--- Testo fornito ---
———

Cultura e Spettacoli

"Io, agente sotto copertura in un conflitto senza fine"

Parla il protagonista della serie "Fauda" di Netflix: "Raccontiamo la realtà di israeliani e palestinesi"

"Io, agente sotto copertura in un conflitto senza fine"

Dice Lior Raz: «Beh, sì. Doron sono io. Lui è un po' più pazzo di me, è pronto a perdere tutto per raggiungere il suo obiettivo, la sua verità. Ma credo che ci siano molte somiglianze tra noi due, e quando abbiamo iniziato a scrivere era chiaro da subito che lo avrei interpretato io».

Non è una vanteria. Perché il personaggio di Doron Kabilio, il protagonista di Fauda che in questi giorni arriva alla sua terza stagione su Netflix, nasce e prende forma nei lunghi anni che Raz ha passato come agente sotto copertura delle forze speciali israeliane. Uno dei lavori più pericolosi del mondo, oltre le linee nemiche in un conflitto senza fine. E che Fauda racconta senza eufemismi, a volte brutalmente. Proprio qui, in fondo, sta forse il segreto del suo successo planetario.

———

--- Dati registrati ---

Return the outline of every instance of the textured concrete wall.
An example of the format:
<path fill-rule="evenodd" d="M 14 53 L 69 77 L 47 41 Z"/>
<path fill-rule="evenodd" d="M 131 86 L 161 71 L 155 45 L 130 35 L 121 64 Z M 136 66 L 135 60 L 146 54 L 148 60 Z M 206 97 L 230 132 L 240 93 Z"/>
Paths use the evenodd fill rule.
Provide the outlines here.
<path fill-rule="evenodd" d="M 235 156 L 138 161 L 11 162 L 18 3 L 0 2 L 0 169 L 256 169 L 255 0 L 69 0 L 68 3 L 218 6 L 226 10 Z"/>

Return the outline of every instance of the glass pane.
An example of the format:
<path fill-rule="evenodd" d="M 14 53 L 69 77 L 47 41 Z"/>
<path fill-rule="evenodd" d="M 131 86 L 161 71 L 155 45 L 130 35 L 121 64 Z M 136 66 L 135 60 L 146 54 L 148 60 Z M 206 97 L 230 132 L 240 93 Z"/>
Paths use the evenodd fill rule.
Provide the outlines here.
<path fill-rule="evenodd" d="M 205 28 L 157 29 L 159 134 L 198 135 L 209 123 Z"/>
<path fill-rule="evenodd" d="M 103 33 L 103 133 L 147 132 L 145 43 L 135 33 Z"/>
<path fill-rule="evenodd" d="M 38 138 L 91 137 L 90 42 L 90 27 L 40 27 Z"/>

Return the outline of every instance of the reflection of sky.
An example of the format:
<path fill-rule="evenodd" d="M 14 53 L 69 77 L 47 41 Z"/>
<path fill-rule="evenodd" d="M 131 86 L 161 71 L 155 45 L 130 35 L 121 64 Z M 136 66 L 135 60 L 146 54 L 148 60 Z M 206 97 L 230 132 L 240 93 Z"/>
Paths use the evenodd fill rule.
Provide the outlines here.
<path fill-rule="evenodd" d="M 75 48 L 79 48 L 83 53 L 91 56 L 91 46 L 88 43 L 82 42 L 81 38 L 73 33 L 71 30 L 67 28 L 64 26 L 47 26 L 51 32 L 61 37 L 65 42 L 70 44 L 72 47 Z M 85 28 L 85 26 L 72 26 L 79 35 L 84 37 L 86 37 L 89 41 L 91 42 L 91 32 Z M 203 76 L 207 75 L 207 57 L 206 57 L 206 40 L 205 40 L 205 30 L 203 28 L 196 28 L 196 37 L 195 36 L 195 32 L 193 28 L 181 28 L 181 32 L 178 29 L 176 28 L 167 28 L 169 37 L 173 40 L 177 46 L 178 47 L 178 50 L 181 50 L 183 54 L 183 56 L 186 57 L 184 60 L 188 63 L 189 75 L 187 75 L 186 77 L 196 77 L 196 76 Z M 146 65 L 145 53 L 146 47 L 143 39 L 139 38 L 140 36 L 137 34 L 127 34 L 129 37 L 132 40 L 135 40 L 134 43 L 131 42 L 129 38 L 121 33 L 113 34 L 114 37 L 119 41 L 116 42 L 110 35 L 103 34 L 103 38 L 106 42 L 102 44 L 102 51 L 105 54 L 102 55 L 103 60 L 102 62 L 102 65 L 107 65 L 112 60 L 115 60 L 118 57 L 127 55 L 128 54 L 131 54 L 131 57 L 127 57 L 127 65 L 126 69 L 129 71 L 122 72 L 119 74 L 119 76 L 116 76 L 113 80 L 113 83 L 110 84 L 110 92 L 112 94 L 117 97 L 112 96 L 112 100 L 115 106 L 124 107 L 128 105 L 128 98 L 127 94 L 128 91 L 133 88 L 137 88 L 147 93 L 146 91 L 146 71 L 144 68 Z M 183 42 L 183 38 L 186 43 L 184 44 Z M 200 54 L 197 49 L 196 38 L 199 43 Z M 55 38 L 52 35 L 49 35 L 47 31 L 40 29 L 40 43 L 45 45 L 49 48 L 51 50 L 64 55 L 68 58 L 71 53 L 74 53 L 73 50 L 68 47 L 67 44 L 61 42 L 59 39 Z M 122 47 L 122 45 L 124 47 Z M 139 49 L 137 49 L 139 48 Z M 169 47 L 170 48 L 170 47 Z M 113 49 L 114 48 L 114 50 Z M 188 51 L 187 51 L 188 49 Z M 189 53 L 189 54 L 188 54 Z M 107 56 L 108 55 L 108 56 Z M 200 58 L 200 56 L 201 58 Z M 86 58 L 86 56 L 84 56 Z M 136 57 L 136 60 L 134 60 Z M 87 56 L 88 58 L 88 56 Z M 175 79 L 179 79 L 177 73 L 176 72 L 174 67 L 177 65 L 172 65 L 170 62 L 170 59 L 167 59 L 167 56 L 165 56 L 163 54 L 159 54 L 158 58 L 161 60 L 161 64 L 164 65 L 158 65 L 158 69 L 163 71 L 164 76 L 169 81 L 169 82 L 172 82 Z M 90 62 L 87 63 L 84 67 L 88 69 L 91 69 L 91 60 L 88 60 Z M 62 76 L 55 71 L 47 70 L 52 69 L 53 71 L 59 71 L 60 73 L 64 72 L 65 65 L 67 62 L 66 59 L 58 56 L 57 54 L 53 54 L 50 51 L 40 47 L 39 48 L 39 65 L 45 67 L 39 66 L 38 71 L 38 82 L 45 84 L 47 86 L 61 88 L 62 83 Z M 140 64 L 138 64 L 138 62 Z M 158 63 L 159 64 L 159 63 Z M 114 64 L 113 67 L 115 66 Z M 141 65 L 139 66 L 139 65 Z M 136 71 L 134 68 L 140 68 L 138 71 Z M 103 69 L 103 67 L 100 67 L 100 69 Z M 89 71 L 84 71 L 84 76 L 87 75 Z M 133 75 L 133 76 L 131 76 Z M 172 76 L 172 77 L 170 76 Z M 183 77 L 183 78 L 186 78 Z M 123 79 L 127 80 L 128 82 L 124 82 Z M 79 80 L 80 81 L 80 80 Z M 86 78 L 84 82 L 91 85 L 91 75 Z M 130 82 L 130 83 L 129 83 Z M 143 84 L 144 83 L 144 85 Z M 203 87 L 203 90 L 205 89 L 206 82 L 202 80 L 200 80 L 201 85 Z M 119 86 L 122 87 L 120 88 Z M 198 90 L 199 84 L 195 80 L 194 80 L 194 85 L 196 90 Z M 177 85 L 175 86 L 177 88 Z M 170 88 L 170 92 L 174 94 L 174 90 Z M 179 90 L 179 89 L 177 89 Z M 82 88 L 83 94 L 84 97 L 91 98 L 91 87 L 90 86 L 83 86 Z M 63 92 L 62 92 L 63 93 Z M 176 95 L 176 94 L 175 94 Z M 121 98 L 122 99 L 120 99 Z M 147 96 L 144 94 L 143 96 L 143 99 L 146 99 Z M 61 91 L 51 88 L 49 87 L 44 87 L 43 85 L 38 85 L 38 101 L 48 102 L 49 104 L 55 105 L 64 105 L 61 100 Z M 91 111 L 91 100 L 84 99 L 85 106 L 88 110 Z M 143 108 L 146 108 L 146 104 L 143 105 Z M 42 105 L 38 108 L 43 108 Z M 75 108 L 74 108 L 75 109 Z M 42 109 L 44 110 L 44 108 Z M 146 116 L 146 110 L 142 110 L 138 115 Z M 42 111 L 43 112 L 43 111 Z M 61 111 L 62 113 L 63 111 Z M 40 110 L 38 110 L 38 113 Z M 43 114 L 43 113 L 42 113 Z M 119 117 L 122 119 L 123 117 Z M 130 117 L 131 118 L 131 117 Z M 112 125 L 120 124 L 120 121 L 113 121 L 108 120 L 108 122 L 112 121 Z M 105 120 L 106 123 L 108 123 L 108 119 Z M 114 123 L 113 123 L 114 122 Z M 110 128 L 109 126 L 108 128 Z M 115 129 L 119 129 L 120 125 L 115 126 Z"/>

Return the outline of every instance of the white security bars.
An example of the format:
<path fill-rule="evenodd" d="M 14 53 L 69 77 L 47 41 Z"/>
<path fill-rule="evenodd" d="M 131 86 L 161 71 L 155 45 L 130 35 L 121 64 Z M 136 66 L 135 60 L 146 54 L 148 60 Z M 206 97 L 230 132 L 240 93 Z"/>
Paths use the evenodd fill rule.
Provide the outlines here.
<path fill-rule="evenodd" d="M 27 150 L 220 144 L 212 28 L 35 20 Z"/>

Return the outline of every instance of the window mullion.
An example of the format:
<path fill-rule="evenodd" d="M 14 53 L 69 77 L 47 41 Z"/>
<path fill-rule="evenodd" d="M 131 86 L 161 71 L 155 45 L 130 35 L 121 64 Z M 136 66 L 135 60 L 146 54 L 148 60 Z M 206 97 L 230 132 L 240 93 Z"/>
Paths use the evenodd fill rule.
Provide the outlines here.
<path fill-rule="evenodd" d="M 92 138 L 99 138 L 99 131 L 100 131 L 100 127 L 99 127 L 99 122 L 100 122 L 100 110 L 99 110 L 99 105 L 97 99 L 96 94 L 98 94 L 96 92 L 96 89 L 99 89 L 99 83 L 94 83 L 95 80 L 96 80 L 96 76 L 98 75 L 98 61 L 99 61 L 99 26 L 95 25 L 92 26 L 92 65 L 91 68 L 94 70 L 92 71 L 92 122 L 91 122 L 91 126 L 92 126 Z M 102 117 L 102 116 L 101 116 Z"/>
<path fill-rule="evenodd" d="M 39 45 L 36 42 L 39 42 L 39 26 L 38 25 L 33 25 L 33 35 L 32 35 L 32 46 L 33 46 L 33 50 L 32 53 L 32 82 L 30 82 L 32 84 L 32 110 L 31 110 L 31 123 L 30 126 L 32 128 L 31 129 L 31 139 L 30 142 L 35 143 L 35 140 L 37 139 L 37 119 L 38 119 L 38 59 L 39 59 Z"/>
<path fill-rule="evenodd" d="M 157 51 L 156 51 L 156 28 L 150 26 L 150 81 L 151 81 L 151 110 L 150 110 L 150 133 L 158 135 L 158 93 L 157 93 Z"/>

———

--- Consegna ---
Trasforma in un elenco puntato più breve il paragrafo dell'articolo su Fauda che comincia con "Non è una vanteria", conservandone i fatti principali.

--- Risposta completa ---
Non è una vanteria, perché:
- Doron Kabilio è il protagonista di Fauda, che in questi giorni arriva alla terza stagione su Netflix.
- Il personaggio nasce dai lunghi anni in cui Raz è stato agente sotto copertura delle forze speciali israeliane.
- È uno dei lavori più pericolosi del mondo, oltre le linee nemiche in un conflitto senza fine.
- Fauda lo racconta senza eufemismi, a volte brutalmente.
- In questo sta forse il segreto del suo successo planetario.